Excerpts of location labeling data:

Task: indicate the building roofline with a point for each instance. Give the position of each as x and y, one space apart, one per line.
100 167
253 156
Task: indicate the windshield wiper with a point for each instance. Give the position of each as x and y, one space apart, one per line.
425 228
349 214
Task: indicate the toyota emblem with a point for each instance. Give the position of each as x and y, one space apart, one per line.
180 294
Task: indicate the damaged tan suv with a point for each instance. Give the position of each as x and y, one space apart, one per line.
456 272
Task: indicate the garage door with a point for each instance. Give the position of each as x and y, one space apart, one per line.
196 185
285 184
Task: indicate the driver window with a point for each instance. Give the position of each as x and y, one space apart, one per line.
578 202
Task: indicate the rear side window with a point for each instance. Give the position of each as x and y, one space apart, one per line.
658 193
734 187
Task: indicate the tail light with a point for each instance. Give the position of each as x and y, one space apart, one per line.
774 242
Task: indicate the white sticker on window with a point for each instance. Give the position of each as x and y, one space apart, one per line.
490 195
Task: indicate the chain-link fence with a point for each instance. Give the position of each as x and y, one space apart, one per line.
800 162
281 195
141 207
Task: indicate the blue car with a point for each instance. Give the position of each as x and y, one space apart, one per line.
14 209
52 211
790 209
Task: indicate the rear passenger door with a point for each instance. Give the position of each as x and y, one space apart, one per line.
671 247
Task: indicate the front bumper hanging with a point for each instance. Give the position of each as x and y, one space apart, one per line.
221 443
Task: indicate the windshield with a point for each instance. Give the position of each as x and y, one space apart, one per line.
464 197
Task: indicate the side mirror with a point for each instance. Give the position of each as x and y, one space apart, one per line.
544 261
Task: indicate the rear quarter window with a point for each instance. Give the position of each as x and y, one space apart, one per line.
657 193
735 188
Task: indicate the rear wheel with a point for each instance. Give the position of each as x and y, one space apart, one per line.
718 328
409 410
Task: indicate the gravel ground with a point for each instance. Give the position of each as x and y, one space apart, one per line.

Task brief →
Rewrite every line of the records above as a Markdown table with two columns, Row and Line. Put one line in each row, number the rows in order, and leave out blank lines.

Solution to this problem →
| Row | Line |
|---|---|
| 1 | Task: indicate the building roofline with a point for each instance. Give the position of each as x and y, one space apart, one per line. |
| 2 | 100 167 |
| 3 | 253 156 |
| 4 | Task: indicate the windshield wiper with a point for each instance. Give the position of each as x and y, one space apart, one per line. |
| 5 | 425 228 |
| 6 | 349 214 |
| 7 | Task: indicate the toyota emblem with a point for each instance. Give the position of each as x and y, one space apart, one per line. |
| 8 | 180 294 |
| 9 | Task: indicate the damaged tan suv with a point for each instance. Give the position of each as x and y, one space apart, one per line. |
| 10 | 456 272 |
| 11 | Task: indicate the garage door with a point for each instance. Give the position of each as x and y, one space apart, one per line. |
| 12 | 196 185 |
| 13 | 285 184 |
| 14 | Task: indicate the driver window with a point for each instance. Give the position of each as x and y, one space apart, one per line. |
| 15 | 578 202 |
| 16 | Task: indicate the rear side window with a point for each instance. Give the position of each as x and y, one space apart, one per line. |
| 17 | 658 193 |
| 18 | 734 187 |
| 19 | Task: indicate the tail light with a point for each instance. Give the position of each as x and y, one space apart, one per line. |
| 20 | 774 242 |
| 21 | Task: indicate the white sticker on window with a point for each instance. Give the position of each as x and y, one space apart, one per line. |
| 22 | 490 195 |
| 23 | Task: indicate the chain-link fence with a point for each instance. Give the position of each as x and y, one space apart, one per line. |
| 24 | 800 162 |
| 25 | 281 195 |
| 26 | 141 207 |
| 27 | Task: indicate the blue car with a point for each instance. Give the position of each as x and y, one space apart, one per line. |
| 28 | 14 209 |
| 29 | 52 211 |
| 30 | 790 209 |
| 31 | Task: indicate the rear passenger door with a point for each instance. Give the position of each as x and y, one space apart, one per line. |
| 32 | 671 247 |
| 33 | Task: indicate the front bumper hanging with a point for each instance. Give the position of each as x and y, one space apart, one per line. |
| 34 | 221 443 |
| 35 | Task: indicate the windshield with a point for each instance. Give the position of each as x and y, one space apart, one per line. |
| 36 | 464 197 |
| 37 | Task: indicate the side mirror with a point for each instance. Give the position of each as x and y, one space apart, one per line. |
| 38 | 544 261 |
| 39 | Task: indicate the rear quarter window with a point for each instance. Give the position of each as x and y, one space apart, one per line. |
| 40 | 657 193 |
| 41 | 735 188 |
| 42 | Task: indicate the rear wheel with a point for each instance. Give the position of each as x and y, one space apart, one per line. |
| 43 | 718 328 |
| 44 | 409 410 |
| 45 | Task: indicate the gravel ground with a point for each instance. Give the position of each as x and y, one space apart, one per line. |